## ИСХОДНЫЙ ТЕКСТ
Помню еще одну женщину, она была домработницей, по-видимому, у очень интеллигентного человека, кажется, профессора. Она бестолково, путано, явно не понимая, что говорит, рассказывала о какой-то антисоветской организации, в которой состояли этот самый профессор и еще несколько человек. Она ровно ничего не понимала в том, о чем говорила.

Помню еще просто лица, облики людей, о которых я даже рассказать мало что могу. Возможно, они где-то когда-то что-нибудь «не так сказали». Больше ничего за ними не было.

Одна очень верующая старая женщина сидела за то, что принадлежала к Истинно Православной Церкви. Мои друзья сидели с представителями этой Церкви уже в 70-е годы. Я видала их и в лагере. Никакого другого преступления за той женщиной не было, кроме того, что она принадлежала к катакомбной Церкви, не признавала ни советскую власть, ни официальную Церковь. Не признавала – и все. Сначала она поддерживала со мной какие-то человеческие отношения, так как знала, что я верующая. В то время – единственная верующая в камере. А потом узнала, что мы с Даниилом не успели обвенчаться. Тогда она стала называть меня не иначе как «кобыла невенчанная» и отказывалась принимать любое угощение – я всю камеру угощала, когда получала передачи от мамы.

Шура Юй Нынхьян. Один из нескольких ее мужей был китаец. Вот из-за этой фамилии ее и арестовали.

Помню молодую привлекательную девушку, которая была любовницей, наверно одной из любовниц, очень крупного актера. Почему его арестовали – не знаю. А ее, как тогда выражались, «загребли» заодно. И таких было без числа.

В Лефортове я сидела довольно долго с дочерью наркома просвещения Бубнова Еленой. Она была замужем за сыном советского адмирала, если не путаю, Сулимова. Они были в компании молодежи, где кто-то сказал, что «вроде все как-то не так, вроде Ленин не таким предполагал развитие страны». А кто-то добавил: «Ну, что делать? Грузины живут долго». А еще сказал: «Ну, бывает, что и умирают». Все они получили террористическую статью за этот разговор на вечеринке.

Знаю одну женщину, которая сидела в то же самое время, на той же Лубянке, только мы с ней как-то не попали в одну камеру. Она училась в Институте иностранных языков на немецком факультете. После войны есть было нечего, все ходили голодные. И вот она нашла немца, которому стала преподавать русский язык. Преподавала месяц, а потом ее арестовали.

Такие истории можно рассказывать без конца. Еще раз повторю, что из всех, с кем я сидела в Лефортове и на Лубянке, преступницы мне встретились только две.

Конечно, я долго не могла опомниться после того, как узнала из материалов следствия о гибели всех произведений Даниила, писем Леонида Андреева и нашей фронтовой переписки. Я видела акт о сожжении и прочла протест Даниила против сожжения романа. Он просил оставить его до своего возвращения, в которое верил. Письма же Леонида Андреева просил передать в Литературный музей. Я тут же к этому приписала и свою такую же просьбу, но наше с ним мнение, естественно, никого не интересовало. Сейчас, в 1998 году, знакомясь с нашим делом в архиве ФСБ, я прочла, что роман является основным вещественным доказательством нашей преступной деятельности. А следовательно, он должен был быть приобщен к делу. Так горят рукописи или не горят?

## ИСХОДНЫЕ ЗАПИСИ
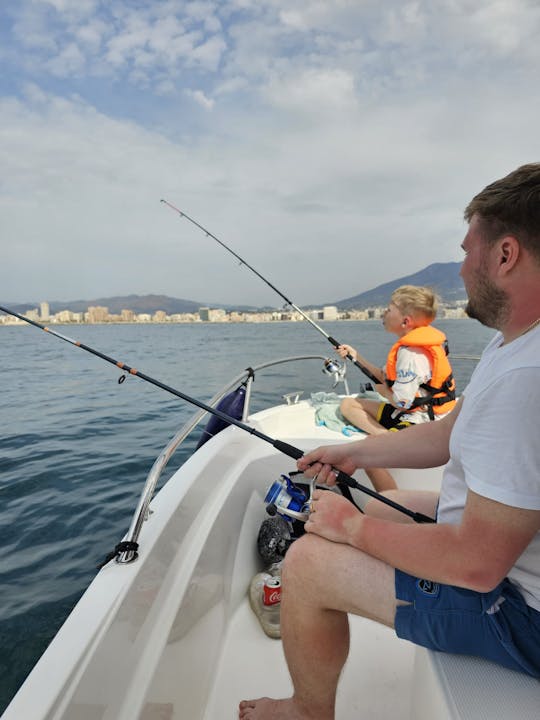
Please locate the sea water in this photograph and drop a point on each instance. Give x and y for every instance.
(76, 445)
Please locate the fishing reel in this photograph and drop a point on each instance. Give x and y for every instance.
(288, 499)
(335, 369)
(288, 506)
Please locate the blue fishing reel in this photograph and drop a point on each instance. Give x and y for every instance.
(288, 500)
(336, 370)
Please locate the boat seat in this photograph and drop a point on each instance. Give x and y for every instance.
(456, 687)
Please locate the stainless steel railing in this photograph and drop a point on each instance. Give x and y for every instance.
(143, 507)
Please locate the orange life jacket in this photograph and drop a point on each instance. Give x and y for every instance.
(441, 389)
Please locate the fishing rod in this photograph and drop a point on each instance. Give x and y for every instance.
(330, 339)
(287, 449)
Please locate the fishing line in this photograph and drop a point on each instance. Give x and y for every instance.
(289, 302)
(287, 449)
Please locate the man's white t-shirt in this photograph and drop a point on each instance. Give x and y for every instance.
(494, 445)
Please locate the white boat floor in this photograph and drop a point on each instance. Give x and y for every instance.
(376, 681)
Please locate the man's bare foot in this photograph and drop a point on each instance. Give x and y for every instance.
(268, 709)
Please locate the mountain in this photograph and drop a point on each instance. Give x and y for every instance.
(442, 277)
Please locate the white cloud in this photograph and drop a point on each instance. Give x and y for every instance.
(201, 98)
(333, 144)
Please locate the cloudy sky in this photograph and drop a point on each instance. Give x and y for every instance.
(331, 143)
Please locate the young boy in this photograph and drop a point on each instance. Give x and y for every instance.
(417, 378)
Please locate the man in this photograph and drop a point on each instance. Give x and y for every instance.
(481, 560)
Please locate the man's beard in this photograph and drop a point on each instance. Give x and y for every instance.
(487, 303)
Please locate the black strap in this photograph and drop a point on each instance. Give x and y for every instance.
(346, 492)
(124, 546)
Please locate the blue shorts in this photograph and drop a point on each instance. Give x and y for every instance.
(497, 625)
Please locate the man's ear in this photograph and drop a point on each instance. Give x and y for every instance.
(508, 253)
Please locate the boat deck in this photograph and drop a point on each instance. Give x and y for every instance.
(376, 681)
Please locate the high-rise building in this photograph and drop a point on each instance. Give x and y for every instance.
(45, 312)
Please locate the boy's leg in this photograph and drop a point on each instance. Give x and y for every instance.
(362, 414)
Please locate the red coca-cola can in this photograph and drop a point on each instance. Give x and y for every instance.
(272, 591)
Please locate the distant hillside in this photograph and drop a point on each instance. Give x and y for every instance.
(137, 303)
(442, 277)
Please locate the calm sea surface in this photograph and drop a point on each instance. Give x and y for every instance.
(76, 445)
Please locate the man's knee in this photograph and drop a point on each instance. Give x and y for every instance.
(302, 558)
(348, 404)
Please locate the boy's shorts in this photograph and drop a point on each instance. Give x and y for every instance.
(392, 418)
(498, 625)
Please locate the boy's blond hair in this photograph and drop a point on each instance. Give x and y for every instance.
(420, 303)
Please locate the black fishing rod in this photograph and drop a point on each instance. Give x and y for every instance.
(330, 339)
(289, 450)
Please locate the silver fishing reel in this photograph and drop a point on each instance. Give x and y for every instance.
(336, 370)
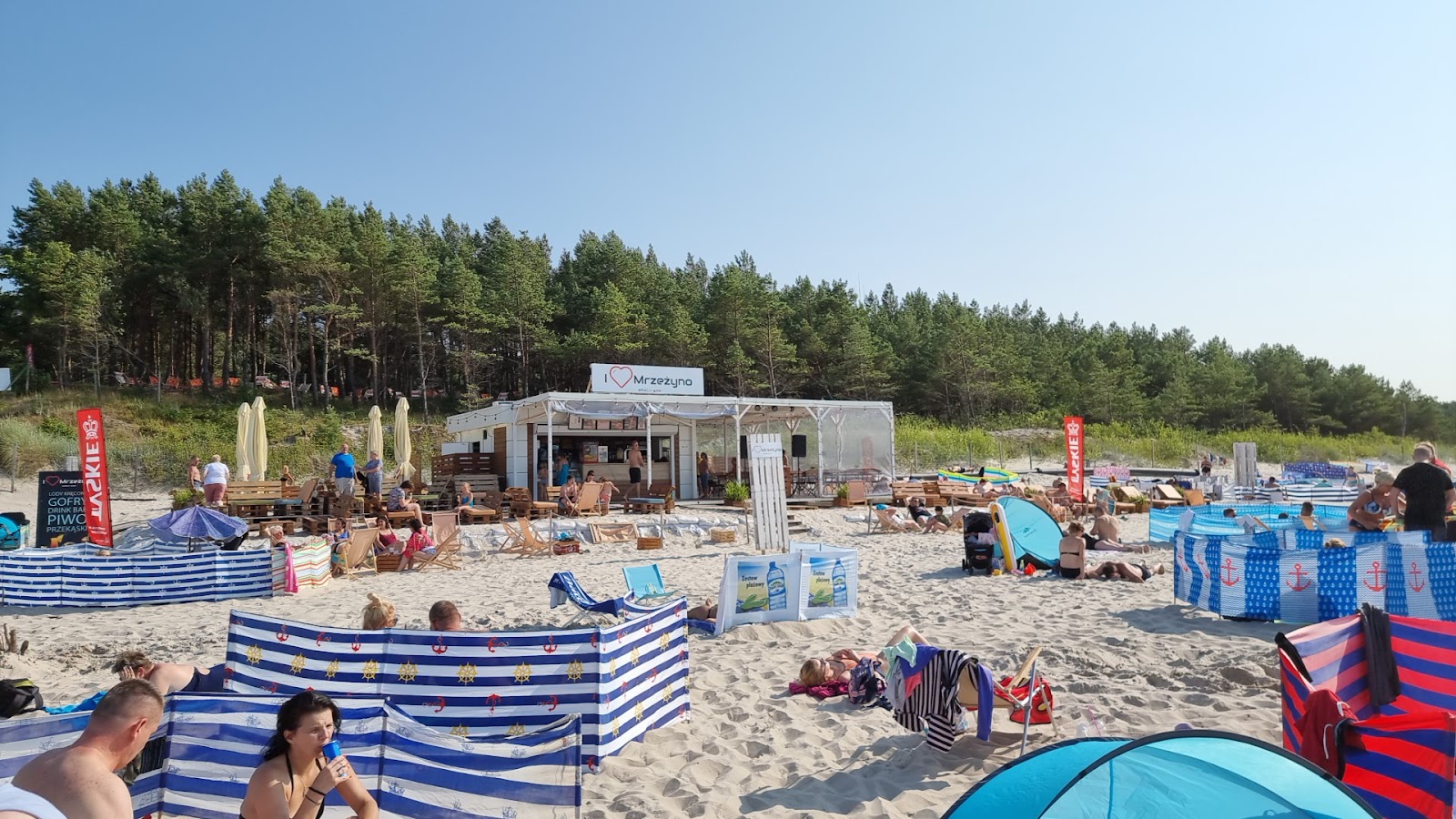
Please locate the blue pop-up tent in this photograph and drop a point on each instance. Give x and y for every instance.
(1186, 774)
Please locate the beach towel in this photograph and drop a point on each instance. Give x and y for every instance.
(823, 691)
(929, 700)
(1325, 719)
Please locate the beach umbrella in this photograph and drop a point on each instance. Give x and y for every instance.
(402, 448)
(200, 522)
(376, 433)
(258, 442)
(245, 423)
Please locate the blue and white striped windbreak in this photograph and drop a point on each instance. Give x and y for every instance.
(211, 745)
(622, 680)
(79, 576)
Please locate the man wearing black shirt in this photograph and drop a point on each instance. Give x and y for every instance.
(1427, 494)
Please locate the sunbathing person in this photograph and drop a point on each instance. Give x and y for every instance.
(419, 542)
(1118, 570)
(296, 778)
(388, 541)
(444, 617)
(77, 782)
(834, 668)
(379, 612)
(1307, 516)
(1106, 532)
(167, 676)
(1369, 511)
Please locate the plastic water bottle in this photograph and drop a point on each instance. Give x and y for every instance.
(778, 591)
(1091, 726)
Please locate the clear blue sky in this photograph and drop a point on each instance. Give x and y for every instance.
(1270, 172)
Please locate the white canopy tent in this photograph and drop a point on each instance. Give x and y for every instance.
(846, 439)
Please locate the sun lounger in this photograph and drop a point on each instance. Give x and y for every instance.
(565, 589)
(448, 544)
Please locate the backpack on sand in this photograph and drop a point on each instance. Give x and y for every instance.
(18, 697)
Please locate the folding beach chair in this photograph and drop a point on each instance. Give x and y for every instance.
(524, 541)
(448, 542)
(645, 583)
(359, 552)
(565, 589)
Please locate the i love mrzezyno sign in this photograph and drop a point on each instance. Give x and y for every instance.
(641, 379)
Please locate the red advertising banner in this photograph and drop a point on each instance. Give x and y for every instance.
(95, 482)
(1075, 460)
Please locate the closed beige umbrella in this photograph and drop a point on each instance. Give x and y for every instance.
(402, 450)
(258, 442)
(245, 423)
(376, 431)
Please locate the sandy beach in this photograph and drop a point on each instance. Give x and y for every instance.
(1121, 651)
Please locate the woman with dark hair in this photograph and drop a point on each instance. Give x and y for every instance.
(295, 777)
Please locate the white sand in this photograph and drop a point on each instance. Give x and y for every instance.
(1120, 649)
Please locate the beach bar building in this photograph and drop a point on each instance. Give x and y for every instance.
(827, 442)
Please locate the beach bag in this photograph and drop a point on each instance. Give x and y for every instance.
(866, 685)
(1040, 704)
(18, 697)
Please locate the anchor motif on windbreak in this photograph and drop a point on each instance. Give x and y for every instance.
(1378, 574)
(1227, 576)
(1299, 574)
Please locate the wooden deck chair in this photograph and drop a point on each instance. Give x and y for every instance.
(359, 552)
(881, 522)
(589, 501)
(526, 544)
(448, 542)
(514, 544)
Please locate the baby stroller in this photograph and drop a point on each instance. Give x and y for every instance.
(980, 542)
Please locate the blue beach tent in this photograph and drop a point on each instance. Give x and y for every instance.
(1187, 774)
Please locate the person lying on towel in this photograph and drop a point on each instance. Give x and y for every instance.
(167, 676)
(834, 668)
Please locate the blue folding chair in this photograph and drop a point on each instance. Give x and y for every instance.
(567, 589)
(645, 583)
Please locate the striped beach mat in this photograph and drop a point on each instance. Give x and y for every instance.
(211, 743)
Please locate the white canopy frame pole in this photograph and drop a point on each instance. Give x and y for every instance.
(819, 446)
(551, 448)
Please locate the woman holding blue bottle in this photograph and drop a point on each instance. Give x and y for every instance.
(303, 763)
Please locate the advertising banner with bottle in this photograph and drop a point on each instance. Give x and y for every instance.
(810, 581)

## ЗАДАНИЕ 1
Ответьте на вопросы по тексту о соседках по камере.
(a) За что сидела очень верующая старая женщина?
(b) Из-за чего арестовали Шуру Юй Нынхьян?
(c) В каком году, согласно тексту, дело было прочитано в архиве ФСБ?
## ЗАДАНИЕ 2
Выведите без изменений строки записей, начиная со строки, содержащей «Please locate the striped», и до самого конца записей, включая обе границы.

## ПОЛНОЕ РЕШЕНИЕ 1
(a) За то, что принадлежала к Истинно Православной Церкви.
(b) Из-за фамилии, потому что один из ее мужей был китаец.
(c) В 1998 году.

## ПОЛНОЕ РЕШЕНИЕ 2
Please locate the striped beach mat in this photograph and drop a point on each instance. Give x and y for every instance.
(211, 743)
Please locate the white canopy frame pole in this photograph and drop a point on each instance. Give x and y for every instance.
(819, 446)
(551, 448)
Please locate the woman holding blue bottle in this photograph and drop a point on each instance. Give x and y for every instance.
(303, 763)
Please locate the advertising banner with bottle in this photograph and drop a point on each instance. Give x and y for every instance.
(810, 581)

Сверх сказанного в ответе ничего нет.